# Hippy Hippy Shakes all gone...



## SwamperGene (Dec 1, 2003)

Anyone notice the fix in the R4 chassis? Axles are still loose in the holes as before, back end shakes are gone. 

AW actually made an obviously deliberate modification.


----------



## A/FX Nut (May 28, 2004)

I'm gonna ask a dumb question. Is this the release before the current Ultra G release? If so I'll look into it. I've been tuning some JL / AW Tuff Ones for an upcoming race at my home. Randy.


----------



## dlw (Aug 17, 1999)

If Swamper is referring to the Thunderjets, R4 is the Ultra G's.

Swamper, you may want to remove the magnet to be sure your chassis is smooth. I removed my neo-dots and the chassis did have a little wobble, caused by out-of-round rims. Quickly replaced them, now it runs smooth.


----------



## SwamperGene (Dec 1, 2003)

Actually I have a thread going on about the issue at my place.
__________________________________________________
### Work to do:
Rewrite the forum thread on chassis shake between "Swamper, you may" and "it runs smooth.", inclusive, replacing "out-of-round rims" with "warped wheels". Use nothing beyond the forum thread on chassis shake above.

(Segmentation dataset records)
__________________________________________________
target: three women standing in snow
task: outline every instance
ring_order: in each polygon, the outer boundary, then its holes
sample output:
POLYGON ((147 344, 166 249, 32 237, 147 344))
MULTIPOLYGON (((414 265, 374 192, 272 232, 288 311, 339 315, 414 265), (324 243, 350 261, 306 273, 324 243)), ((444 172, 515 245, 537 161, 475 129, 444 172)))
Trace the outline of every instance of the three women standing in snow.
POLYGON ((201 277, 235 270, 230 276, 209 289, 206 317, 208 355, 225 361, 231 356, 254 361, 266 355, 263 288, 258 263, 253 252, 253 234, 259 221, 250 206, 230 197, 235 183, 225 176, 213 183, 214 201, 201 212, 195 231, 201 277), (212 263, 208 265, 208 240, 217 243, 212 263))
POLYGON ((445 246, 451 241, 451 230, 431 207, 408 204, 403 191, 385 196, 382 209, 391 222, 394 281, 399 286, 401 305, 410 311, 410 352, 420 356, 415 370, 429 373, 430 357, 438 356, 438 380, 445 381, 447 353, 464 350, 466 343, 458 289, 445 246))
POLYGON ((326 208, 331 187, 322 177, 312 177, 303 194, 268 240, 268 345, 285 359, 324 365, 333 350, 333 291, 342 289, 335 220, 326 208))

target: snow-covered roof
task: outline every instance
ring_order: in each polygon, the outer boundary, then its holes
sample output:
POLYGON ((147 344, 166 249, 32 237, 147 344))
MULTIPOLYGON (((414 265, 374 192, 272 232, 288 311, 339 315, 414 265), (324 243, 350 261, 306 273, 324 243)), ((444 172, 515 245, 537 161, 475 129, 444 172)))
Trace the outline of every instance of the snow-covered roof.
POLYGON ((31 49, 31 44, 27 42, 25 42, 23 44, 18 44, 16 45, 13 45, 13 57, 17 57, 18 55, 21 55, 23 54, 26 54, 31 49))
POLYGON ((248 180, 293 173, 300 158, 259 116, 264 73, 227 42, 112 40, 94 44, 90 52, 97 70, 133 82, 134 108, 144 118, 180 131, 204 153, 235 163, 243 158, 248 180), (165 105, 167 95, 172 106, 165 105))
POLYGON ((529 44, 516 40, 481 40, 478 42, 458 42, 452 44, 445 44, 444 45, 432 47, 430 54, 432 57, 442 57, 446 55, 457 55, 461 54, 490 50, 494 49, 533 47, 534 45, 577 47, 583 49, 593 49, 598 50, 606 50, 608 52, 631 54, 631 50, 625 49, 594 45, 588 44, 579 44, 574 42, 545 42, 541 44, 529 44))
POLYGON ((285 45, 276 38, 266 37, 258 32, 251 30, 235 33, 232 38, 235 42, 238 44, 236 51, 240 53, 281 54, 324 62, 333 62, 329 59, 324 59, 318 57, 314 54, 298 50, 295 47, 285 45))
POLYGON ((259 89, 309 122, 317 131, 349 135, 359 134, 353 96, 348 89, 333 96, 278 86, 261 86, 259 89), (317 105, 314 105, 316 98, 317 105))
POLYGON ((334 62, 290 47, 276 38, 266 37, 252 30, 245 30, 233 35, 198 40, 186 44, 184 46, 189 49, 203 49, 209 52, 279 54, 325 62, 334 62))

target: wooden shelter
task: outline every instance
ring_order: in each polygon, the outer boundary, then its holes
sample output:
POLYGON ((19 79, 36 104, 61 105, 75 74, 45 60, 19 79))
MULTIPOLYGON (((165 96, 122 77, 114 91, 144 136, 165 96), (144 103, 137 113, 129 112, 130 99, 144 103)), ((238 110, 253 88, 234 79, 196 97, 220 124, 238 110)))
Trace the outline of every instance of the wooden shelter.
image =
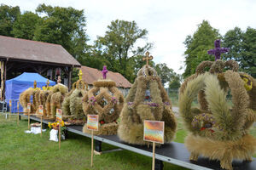
POLYGON ((20 38, 0 36, 1 99, 4 99, 4 82, 22 72, 38 72, 40 75, 61 71, 71 87, 73 67, 81 65, 61 46, 20 38))

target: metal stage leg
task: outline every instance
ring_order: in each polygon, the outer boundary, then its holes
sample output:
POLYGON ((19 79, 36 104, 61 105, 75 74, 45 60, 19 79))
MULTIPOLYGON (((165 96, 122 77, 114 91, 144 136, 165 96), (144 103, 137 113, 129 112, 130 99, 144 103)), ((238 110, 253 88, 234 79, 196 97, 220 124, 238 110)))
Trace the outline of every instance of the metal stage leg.
POLYGON ((95 140, 95 150, 94 150, 94 153, 95 155, 102 155, 102 154, 106 154, 106 153, 110 153, 110 152, 113 152, 113 151, 121 151, 123 150, 123 149, 121 148, 118 148, 118 149, 113 149, 113 150, 104 150, 102 151, 102 143, 99 140, 95 140))
POLYGON ((101 153, 102 150, 102 142, 99 140, 95 140, 95 149, 94 149, 96 152, 101 153))
POLYGON ((65 135, 65 139, 67 139, 67 137, 68 137, 68 133, 67 133, 67 129, 64 130, 64 135, 65 135))
POLYGON ((162 161, 155 159, 154 170, 163 170, 164 163, 162 161))

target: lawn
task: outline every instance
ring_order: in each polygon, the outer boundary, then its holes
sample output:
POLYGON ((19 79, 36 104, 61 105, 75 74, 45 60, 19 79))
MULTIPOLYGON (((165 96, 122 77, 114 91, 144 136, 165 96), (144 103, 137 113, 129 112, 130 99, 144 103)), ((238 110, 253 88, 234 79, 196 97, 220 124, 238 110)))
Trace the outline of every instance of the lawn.
MULTIPOLYGON (((177 142, 183 142, 186 131, 178 123, 177 142)), ((0 169, 151 169, 152 159, 128 150, 94 156, 90 167, 90 139, 69 133, 68 139, 58 143, 49 140, 49 129, 40 134, 27 134, 27 120, 17 126, 16 116, 11 121, 0 114, 0 169)), ((114 147, 102 144, 102 150, 114 147)), ((186 169, 164 162, 164 169, 186 169)))
MULTIPOLYGON (((90 139, 69 133, 68 139, 58 143, 49 140, 47 129, 40 134, 27 134, 27 120, 22 118, 17 126, 16 116, 11 121, 0 114, 0 169, 151 169, 150 157, 128 150, 95 156, 94 167, 90 167, 90 139)), ((250 133, 256 137, 256 128, 250 133)), ((177 118, 177 132, 174 141, 183 143, 187 131, 181 118, 177 118)), ((102 144, 102 150, 114 149, 102 144)), ((256 155, 254 155, 256 156, 256 155)), ((186 169, 164 162, 164 169, 186 169)))

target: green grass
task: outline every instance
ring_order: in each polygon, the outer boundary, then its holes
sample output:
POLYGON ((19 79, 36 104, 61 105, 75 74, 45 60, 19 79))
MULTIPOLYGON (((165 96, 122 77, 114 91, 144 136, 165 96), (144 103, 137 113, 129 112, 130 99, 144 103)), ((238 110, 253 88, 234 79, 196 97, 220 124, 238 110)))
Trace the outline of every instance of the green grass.
MULTIPOLYGON (((183 142, 186 132, 178 124, 177 142, 183 142)), ((94 156, 90 167, 90 139, 68 133, 68 139, 58 143, 49 140, 49 129, 40 134, 27 134, 27 120, 17 126, 16 116, 11 121, 0 114, 0 169, 151 169, 152 158, 128 150, 94 156)), ((102 144, 102 150, 113 149, 102 144)), ((164 162, 164 169, 182 170, 181 167, 164 162)))

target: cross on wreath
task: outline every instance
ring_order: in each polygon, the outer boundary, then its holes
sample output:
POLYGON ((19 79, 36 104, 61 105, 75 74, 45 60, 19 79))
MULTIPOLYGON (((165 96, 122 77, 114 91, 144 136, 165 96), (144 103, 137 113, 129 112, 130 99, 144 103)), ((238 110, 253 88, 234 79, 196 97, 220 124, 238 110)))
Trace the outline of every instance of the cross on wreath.
POLYGON ((82 80, 82 76, 83 76, 83 72, 82 72, 82 69, 80 69, 79 70, 79 80, 82 80))
POLYGON ((147 65, 148 65, 148 60, 153 60, 153 56, 152 56, 152 55, 149 56, 149 52, 147 51, 147 52, 146 52, 146 57, 143 57, 143 61, 144 61, 144 60, 147 60, 147 65))
POLYGON ((61 76, 58 76, 58 80, 57 80, 58 84, 60 84, 61 82, 61 76))
POLYGON ((220 40, 217 39, 214 42, 214 49, 210 49, 208 54, 215 55, 215 60, 220 60, 221 54, 229 52, 229 48, 220 48, 220 40))
POLYGON ((46 82, 46 87, 47 88, 49 87, 49 79, 47 79, 47 82, 46 82))

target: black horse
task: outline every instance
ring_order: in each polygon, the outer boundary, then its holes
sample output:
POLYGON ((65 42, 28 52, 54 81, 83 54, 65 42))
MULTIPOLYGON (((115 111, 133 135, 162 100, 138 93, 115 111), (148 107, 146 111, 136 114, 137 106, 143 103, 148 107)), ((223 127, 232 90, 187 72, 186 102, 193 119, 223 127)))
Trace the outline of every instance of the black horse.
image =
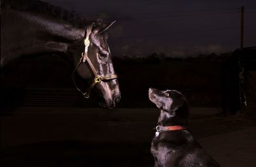
POLYGON ((81 91, 84 97, 95 86, 100 106, 113 108, 119 102, 107 43, 106 31, 113 22, 90 21, 39 1, 3 0, 1 8, 1 70, 23 56, 57 54, 73 67, 74 75, 90 84, 86 92, 81 91))

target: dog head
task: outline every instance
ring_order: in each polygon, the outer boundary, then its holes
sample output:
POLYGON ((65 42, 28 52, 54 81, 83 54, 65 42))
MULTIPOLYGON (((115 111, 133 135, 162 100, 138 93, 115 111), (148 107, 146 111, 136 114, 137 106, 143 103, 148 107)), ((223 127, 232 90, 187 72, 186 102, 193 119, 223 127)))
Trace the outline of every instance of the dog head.
POLYGON ((183 94, 177 91, 150 88, 148 98, 161 111, 167 112, 170 116, 185 119, 189 117, 188 101, 183 94))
__________________________________________________
### Task response:
Swamper, you may want to remove the magnet to be sure your chassis is smooth. I removed my neo-dots and the chassis did have a little wobble, caused by warped wheels. Quickly replaced them, now it runs smooth.